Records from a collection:
* BEGIN *

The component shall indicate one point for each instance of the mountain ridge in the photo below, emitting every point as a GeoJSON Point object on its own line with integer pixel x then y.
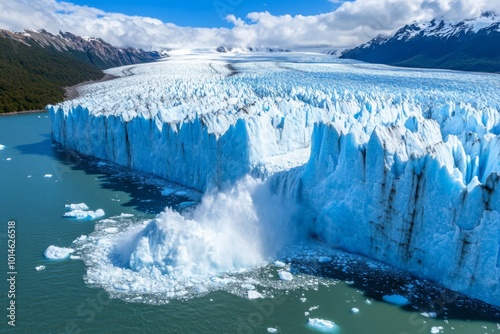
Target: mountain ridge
{"type": "Point", "coordinates": [35, 66]}
{"type": "Point", "coordinates": [471, 45]}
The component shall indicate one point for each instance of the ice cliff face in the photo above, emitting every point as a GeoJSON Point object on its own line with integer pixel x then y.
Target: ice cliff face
{"type": "Point", "coordinates": [399, 165]}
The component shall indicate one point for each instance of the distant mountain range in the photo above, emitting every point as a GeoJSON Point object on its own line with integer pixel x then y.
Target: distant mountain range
{"type": "Point", "coordinates": [35, 66]}
{"type": "Point", "coordinates": [471, 45]}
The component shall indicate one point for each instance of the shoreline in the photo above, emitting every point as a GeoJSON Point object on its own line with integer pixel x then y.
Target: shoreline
{"type": "Point", "coordinates": [70, 94]}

* END *

Omit pictures; set down the rest of the material word for word.

• _EXERCISE RESPONSE_:
The component shall indicate one point for each instance of the mountain ridge in the photo below, emitting every point as a GeoJSON Point object on its own line with integer pixel x then y.
Target: mountain ridge
{"type": "Point", "coordinates": [35, 66]}
{"type": "Point", "coordinates": [471, 45]}
The component shall indicate one point for each instance of the ice cliff face in the photo above, emitting every point as a GeoJSON Point object on its own line with integer pixel x then y.
Target: ice cliff face
{"type": "Point", "coordinates": [399, 165]}
The component shall indicate one point for each instance of the distant mountain range in the photo above, emitting every point as a GeoJSON Point object on its own line with integer pixel x then y.
Target: distant mountain range
{"type": "Point", "coordinates": [35, 66]}
{"type": "Point", "coordinates": [471, 45]}
The component shall indicate one point for each instance of the shoreline in the photo above, emitting every point as a GeoJSON Point object on its own line with integer pixel x then y.
Target: shoreline
{"type": "Point", "coordinates": [70, 94]}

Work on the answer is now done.